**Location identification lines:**
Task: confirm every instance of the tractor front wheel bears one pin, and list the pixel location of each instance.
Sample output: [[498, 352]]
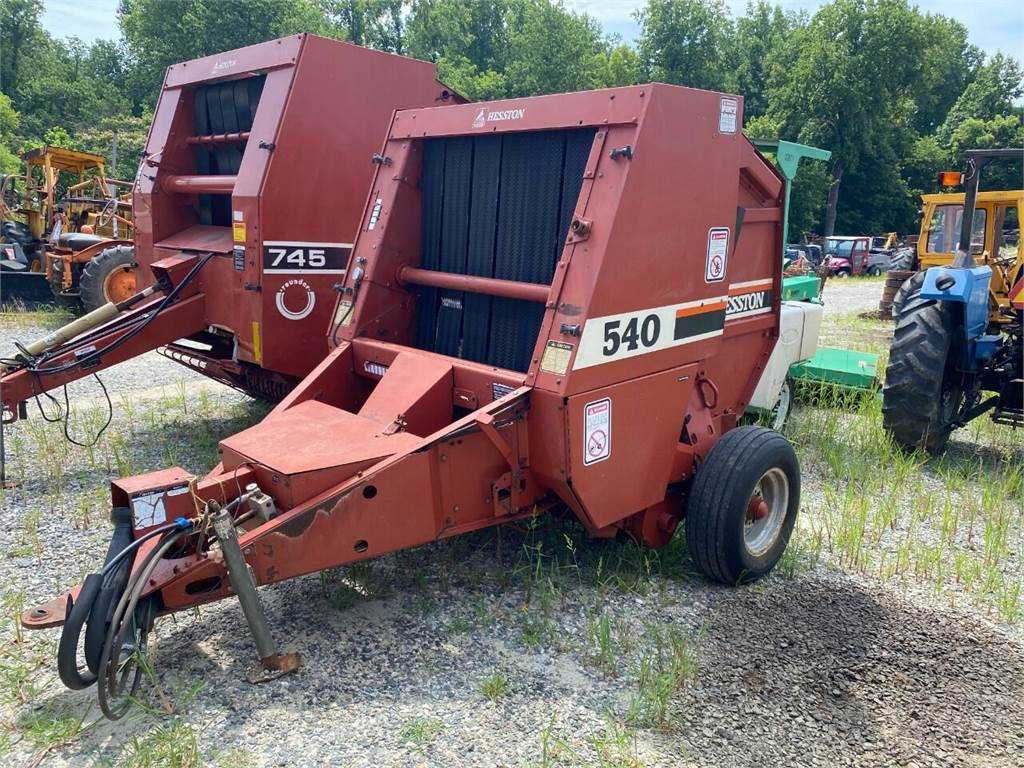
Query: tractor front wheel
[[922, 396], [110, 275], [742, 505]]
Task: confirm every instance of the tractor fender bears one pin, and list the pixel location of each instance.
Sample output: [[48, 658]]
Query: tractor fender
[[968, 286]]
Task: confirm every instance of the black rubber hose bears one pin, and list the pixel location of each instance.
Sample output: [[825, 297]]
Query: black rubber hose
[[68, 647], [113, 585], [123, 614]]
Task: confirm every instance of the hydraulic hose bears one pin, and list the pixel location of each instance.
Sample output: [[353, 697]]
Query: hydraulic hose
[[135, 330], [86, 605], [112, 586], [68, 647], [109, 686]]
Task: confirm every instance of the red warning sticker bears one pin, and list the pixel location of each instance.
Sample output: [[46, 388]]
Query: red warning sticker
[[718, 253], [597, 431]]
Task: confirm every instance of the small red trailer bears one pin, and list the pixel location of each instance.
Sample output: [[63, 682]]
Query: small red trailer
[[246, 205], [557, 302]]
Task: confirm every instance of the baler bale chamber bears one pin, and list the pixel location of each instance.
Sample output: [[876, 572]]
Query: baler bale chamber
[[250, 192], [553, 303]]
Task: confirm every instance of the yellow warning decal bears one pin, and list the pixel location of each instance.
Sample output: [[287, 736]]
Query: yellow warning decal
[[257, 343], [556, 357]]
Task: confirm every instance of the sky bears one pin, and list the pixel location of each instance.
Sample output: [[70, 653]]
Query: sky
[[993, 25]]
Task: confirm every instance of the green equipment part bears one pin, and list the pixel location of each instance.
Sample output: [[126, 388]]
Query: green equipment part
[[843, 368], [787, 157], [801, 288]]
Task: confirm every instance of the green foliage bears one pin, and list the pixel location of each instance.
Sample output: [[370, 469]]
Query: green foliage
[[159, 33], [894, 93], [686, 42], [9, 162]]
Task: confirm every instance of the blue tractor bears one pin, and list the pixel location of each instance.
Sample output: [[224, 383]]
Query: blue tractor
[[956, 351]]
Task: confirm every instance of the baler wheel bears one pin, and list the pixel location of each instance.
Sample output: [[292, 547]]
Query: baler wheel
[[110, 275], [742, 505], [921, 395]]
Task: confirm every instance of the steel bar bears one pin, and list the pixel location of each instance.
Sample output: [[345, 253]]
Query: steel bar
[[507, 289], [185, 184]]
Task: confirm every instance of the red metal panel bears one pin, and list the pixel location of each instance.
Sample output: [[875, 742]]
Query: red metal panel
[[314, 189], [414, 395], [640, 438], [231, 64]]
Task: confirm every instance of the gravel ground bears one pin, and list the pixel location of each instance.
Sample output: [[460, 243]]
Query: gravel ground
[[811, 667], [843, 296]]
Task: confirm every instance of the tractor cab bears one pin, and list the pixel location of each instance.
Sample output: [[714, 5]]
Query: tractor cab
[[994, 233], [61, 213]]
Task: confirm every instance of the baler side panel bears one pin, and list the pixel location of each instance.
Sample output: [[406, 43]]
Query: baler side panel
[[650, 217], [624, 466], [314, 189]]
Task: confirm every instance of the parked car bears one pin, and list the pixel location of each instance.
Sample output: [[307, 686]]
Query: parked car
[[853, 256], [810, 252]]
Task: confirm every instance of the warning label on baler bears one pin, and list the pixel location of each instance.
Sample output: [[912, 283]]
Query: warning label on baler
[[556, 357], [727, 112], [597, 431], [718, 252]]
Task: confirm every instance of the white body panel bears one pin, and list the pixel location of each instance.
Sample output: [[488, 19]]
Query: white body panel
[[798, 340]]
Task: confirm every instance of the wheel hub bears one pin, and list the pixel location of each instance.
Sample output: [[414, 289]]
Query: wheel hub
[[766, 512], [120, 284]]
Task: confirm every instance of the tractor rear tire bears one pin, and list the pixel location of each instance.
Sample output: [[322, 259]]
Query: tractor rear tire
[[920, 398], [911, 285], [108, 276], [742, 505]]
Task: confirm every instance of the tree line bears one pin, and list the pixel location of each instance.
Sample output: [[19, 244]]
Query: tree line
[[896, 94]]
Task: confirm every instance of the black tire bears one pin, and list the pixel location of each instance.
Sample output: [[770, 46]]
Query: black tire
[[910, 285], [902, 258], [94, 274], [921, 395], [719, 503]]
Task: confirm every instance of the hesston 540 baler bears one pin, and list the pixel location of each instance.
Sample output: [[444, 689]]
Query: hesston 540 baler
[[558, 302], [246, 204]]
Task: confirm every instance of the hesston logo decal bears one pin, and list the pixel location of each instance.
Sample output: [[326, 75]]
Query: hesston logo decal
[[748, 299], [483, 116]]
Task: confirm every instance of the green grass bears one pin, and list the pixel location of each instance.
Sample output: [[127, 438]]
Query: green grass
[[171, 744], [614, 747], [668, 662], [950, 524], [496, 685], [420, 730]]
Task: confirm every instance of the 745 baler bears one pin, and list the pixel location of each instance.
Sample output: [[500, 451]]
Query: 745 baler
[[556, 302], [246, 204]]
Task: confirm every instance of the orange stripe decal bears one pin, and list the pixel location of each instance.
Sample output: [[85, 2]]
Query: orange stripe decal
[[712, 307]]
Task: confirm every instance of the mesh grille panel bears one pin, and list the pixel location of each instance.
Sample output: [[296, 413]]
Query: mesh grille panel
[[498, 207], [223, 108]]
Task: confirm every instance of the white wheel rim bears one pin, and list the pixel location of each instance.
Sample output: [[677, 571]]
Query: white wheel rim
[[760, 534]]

**Set problem:** Render the lines above as a numbered list, omitting blank lines and leaving out the pictures.

**Solution to the exercise:**
1. Task: confirm every instance of the tractor front wheel bears one pin, and list the pixel location of each instance.
2. Sample output: [[498, 352]]
3. Query: tractor front wheel
4. [[922, 396], [110, 275], [742, 505]]
5. Task: confirm every instance of the tractor fender bears one pin, and list the pixel location of each instance.
6. Sample output: [[48, 658]]
7. Query: tractor fender
8. [[968, 286]]
9. Task: confirm every instance of the black rubber hose bears one pin, and list the pixel location of each instance.
10. Sample output: [[825, 297]]
11. Query: black rubber hose
12. [[68, 647], [113, 585], [123, 614]]
13. Task: confirm every instance of the hydraulic hose bears one pin, and list the pixel location of each instance.
14. Sample output: [[353, 697]]
15. Query: hydraulic hose
16. [[135, 330], [86, 605], [112, 586], [68, 647], [109, 686]]
17. Task: confirm every instance of the red warning sticker bears one pin, and list the pixel location of each instance.
18. Sample output: [[46, 388]]
19. Query: red warning sticker
20. [[718, 253], [597, 431]]
21. Task: confirm every instance of the small red trailer bears one pin, and list the pixel location of each instance.
22. Sample output: [[63, 682]]
23. Query: small red trailer
24. [[246, 205], [557, 302]]
25. Task: confirm every instance of the baler bale chamber bears one pin, and list the pixel location of each instance.
26. Sample output: [[876, 572]]
27. Query: baler bale chamber
28. [[250, 192], [553, 303]]
29. Task: confirm every instance of the yellow warning decal bears one pin, and list the pixel location of each instance.
30. Sample output: [[287, 736]]
31. Query: yellow warning decal
32. [[257, 343], [556, 357]]
33. Task: confirm every instance of the sky bears one pin, and list the pixel location of each instance.
34. Sample output: [[70, 653]]
35. Query: sky
36. [[993, 25]]
37. Task: confirm every instance of the green equipment part bears one pin, and list the pixel location of each instance.
38. Sample output: [[126, 388]]
39. Query: green equipment part
40. [[843, 368], [787, 157], [801, 288]]
41. Task: confirm every instance of the green foliage bears one pin, and list the pixel location of each instance.
42. Sample output: [[370, 469]]
43. Query: green foliage
44. [[159, 33], [894, 93], [686, 42], [9, 162]]
45. Task: confirm every instance of the blue tractor bears one pin, and list the pixel location of each instance.
46. Sample output: [[224, 383]]
47. Query: blue tractor
48. [[956, 351]]
49. Task: confirm every instance of the baler wheel bears one pin, and list the pixel location of each instance.
50. Sample output: [[292, 547]]
51. Query: baler wheel
52. [[110, 275], [742, 505], [921, 395]]
53. Task: confirm every instance of the steel bar bears one pin, and list the pixel location of each instance.
54. Sample output: [[345, 253]]
55. Query: steel bar
56. [[507, 289], [185, 184]]
57. Task: confirm every instance of the red metal panel bears one pin, and list the pixel location of each instance.
58. Sample output: [[875, 742]]
59. Query: red metal panel
60. [[314, 189], [414, 395], [640, 438], [231, 64]]
61. Task: confirm every instance of the gravel ground bears one pin, and list the pixel location of each instance.
62. Sample output: [[460, 243]]
63. Query: gravel ground
64. [[811, 667], [843, 296]]
65. Task: confirm every instance of the tractor cab bears one pin, and list the pixel location of each instance.
66. Sample output: [[714, 5]]
67. Query: tractor cab
68. [[994, 233], [61, 213]]
69. Task: confirm every instance of the baler side panel bears one pin, and list the pixel location of each instance.
70. Sample output: [[406, 43]]
71. Query: baler side panel
72. [[650, 217], [624, 466], [314, 189]]
73. Task: confirm every instance of the parked car bears one pin, and list the pixel location of each instance.
74. Sample output: [[307, 686]]
75. Query: parked car
76. [[853, 256], [810, 252]]
77. Task: confirm every instance of the warning label on baler bears one pin, and list the pixel location of each instance.
78. Sample output: [[912, 283]]
79. Query: warning label on baler
80. [[556, 357], [727, 112], [597, 431], [718, 252]]
81. Task: confirm every instance of the white body panel bears one pin, and list the pixel location of each instance.
82. Sample output: [[488, 19]]
83. Query: white body panel
84. [[798, 340]]
85. Task: confirm every instance of the wheel hub bears one pin, and list the pixel location of each instance.
86. Sample output: [[414, 289]]
87. Query: wheel hub
88. [[766, 512], [120, 284]]
89. Task: confirm every instance of the tractor rear tire bears one pin, and list the pixel location of each instance.
90. Sample output: [[322, 259]]
91. Query: tractor rear tire
92. [[920, 398], [911, 285], [108, 276], [742, 505]]
93. Task: confirm every instance of the tree line bears one pin, and list the pixel location of each instance.
94. Sample output: [[19, 244]]
95. Query: tree line
96. [[896, 94]]
97. Task: confirm every instance of the black tire bears one pin, and list the pixel location of each instance.
98. Sample output: [[770, 46]]
99. Query: black tire
100. [[910, 285], [902, 258], [94, 274], [921, 395], [719, 503]]
101. Task: confirm every instance of the hesston 540 baler bears one pin, and list the pixel location of each instance.
102. Sample output: [[444, 689]]
103. Query: hesston 540 baler
104. [[558, 302], [246, 204]]
105. Task: confirm every instance of the hesston logo decal bears one pin, and list the pixel location of each instance.
106. Sample output: [[326, 75]]
107. Query: hesston logo decal
108. [[748, 299], [483, 116]]
109. Task: confirm every instance of the green grass bears one pin, and list the pixel location of each instance.
110. Sample output: [[127, 438]]
111. Query: green grass
112. [[171, 744], [614, 747], [668, 662], [950, 524], [496, 685], [420, 730]]
113. Task: confirm every instance of the 745 baler bears one pin, and list the pixel location of each instance.
114. Sample output: [[500, 451]]
115. Query: 745 baler
116. [[556, 302], [246, 204]]
117. Task: confirm every instance of the orange stripe decal bears one pin, and list the pixel location of each instance.
118. Sample output: [[85, 2]]
119. Query: orange stripe decal
120. [[712, 307]]
121. Task: confirm every instance of the mesh grille panel bears one pin, and list the pixel location of each instance.
122. Sample output: [[296, 413]]
123. Query: mesh grille panel
124. [[498, 207], [223, 108]]
125. Task: confirm every instance of the white wheel rim bears one pin, and list the pixel location of each instance.
126. Sample output: [[677, 571]]
127. Query: white wheel rim
128. [[760, 534]]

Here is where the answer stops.